▶ WHAT YOU WILL DO
Each entry must be reproduced precisely as it stands.

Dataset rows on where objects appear

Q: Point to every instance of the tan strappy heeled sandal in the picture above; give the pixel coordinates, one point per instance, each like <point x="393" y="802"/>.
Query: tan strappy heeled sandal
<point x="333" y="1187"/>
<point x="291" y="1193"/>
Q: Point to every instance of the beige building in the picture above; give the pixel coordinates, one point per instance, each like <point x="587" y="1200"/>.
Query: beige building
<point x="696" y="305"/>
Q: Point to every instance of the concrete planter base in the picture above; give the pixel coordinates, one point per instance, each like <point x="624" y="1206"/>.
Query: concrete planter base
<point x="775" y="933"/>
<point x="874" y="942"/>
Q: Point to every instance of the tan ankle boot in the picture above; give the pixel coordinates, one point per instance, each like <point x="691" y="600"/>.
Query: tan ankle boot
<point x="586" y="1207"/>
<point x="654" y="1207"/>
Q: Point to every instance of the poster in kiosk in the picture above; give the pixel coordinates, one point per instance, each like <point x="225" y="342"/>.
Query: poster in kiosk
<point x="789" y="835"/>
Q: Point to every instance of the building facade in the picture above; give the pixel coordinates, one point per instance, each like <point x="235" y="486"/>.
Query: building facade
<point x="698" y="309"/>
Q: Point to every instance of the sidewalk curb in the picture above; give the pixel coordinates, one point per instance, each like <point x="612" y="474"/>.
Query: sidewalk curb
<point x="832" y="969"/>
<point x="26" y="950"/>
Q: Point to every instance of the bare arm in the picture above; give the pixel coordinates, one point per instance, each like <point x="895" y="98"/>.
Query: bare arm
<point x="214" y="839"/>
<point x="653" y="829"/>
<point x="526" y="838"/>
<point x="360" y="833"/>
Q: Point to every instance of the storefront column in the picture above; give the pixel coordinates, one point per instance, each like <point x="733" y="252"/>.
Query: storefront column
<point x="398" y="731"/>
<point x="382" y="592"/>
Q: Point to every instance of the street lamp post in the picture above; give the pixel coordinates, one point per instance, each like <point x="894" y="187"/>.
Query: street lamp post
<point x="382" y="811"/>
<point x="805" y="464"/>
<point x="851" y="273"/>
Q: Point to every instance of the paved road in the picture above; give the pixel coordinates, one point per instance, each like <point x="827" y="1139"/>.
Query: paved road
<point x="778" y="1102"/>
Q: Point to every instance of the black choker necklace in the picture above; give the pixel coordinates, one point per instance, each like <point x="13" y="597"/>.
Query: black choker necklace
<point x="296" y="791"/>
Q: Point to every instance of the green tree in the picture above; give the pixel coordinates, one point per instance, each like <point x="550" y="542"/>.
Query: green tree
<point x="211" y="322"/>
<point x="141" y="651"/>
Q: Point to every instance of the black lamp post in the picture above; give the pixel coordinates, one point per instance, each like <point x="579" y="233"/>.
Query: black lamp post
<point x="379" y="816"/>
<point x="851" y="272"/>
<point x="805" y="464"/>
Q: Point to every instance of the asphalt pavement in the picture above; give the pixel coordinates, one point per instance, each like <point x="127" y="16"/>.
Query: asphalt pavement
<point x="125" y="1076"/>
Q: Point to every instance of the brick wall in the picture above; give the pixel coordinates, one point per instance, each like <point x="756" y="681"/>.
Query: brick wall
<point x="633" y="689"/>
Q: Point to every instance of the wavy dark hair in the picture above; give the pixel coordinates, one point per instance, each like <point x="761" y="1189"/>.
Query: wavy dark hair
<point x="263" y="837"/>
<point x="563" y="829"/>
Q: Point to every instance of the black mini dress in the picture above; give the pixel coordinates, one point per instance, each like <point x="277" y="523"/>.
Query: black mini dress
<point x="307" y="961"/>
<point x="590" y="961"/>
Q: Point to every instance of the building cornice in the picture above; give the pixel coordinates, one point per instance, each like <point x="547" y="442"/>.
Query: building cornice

▶ SOLUTION BELOW
Q: Point to every instance of the tan strappy heeled sandal in the picture above; give the pixel coordinates, one point per instance, each like <point x="393" y="802"/>.
Query: tan strappy heeled sandal
<point x="333" y="1187"/>
<point x="291" y="1193"/>
Q: Point to every instance of the beige building in the picture above; give the pixel coordinates, one point per instance, each like <point x="587" y="1200"/>.
Query: beige building
<point x="696" y="305"/>
Q: Point to every instance of the concrete planter base in the picture above; give the pixel coordinates, one point per instance, each like <point x="624" y="1206"/>.
Query: concrete planter base
<point x="775" y="933"/>
<point x="874" y="942"/>
Q: Point to every instance of the tan ankle boot in the picture above; give the pixel coordinates, one point per instance, each like <point x="691" y="600"/>.
Query: tan ankle boot
<point x="586" y="1207"/>
<point x="654" y="1207"/>
Q: Point to every instance of the poster in kiosk in the picture above; give the pixel coordinates, one point per instance, each like <point x="225" y="342"/>.
Query: poster in kiosk
<point x="789" y="835"/>
Q: Point to every instance of the building facade in the picture above; give the pixel coordinates, one point per instance, each like <point x="235" y="486"/>.
Query: building facade
<point x="698" y="309"/>
Q: Point to every instance of the sidewalk curb in the picture above; give the pixel coordinates, one point per instance, each like <point x="612" y="474"/>.
Query: sidewalk curb
<point x="832" y="969"/>
<point x="26" y="950"/>
Q: Point to every instance of the bare arm in the picture above; give the pixel coordinates, one point per instance, each like <point x="895" y="98"/>.
Query: bare arm
<point x="214" y="839"/>
<point x="653" y="829"/>
<point x="526" y="838"/>
<point x="360" y="833"/>
Q: Point to every instance of the storefront column in the picture above; give the pixel coordinates, one point per instance, each like <point x="733" y="252"/>.
Query: storefront column
<point x="398" y="731"/>
<point x="382" y="592"/>
Q: Point to every instance of the street lamp post in the picture above; give the pixel coordinates, one point per instance, each like <point x="894" y="187"/>.
Query: street lamp post
<point x="382" y="811"/>
<point x="805" y="464"/>
<point x="851" y="273"/>
Q: Point to every instance of the paved road in the picture above; give the pixel coordinates, one point per instance, each like <point x="827" y="1139"/>.
Query: paved road
<point x="778" y="1102"/>
Q: Point to every instance of the black choker necklace in the picture above; give the pixel coordinates, one point per instance, each like <point x="13" y="597"/>.
Query: black choker necklace
<point x="296" y="791"/>
Q: Point to every instance of the green tree in the picture above; give the pixel coordinates, one point per instance, each like <point x="550" y="542"/>.
Query: green tree
<point x="211" y="322"/>
<point x="141" y="651"/>
Q: Point to every instance of the black lamp post in the picture above; give the pixel coordinates, one point per instance, each like <point x="579" y="233"/>.
Query: black lamp post
<point x="379" y="816"/>
<point x="851" y="272"/>
<point x="805" y="464"/>
Q: Point to every instance of the asphalt pavement in the picture above; give the pixel coordinates, one point per instance, each like <point x="127" y="16"/>.
Query: asphalt pavement
<point x="125" y="1076"/>
Q: Point to every instance of the brick wall in the picture above; give the pixel coordinates, one point per instance, each like <point x="756" y="681"/>.
Query: brick wall
<point x="633" y="689"/>
Q: Point to every instance of the wavy dark hair in the picture above; give the pixel coordinates, one point per instance, each like <point x="761" y="1189"/>.
Query: wavy dark hair
<point x="263" y="837"/>
<point x="563" y="829"/>
Q: Point to every instance of the black mini dress in the picture above; give the pixel coordinates, one point per instance, each like <point x="277" y="523"/>.
Query: black mini dress
<point x="307" y="961"/>
<point x="590" y="961"/>
Q: Point to every instance of the building cornice in the picture above; give the pixel coordinates, one point per instance, each like <point x="547" y="442"/>.
Query: building cornice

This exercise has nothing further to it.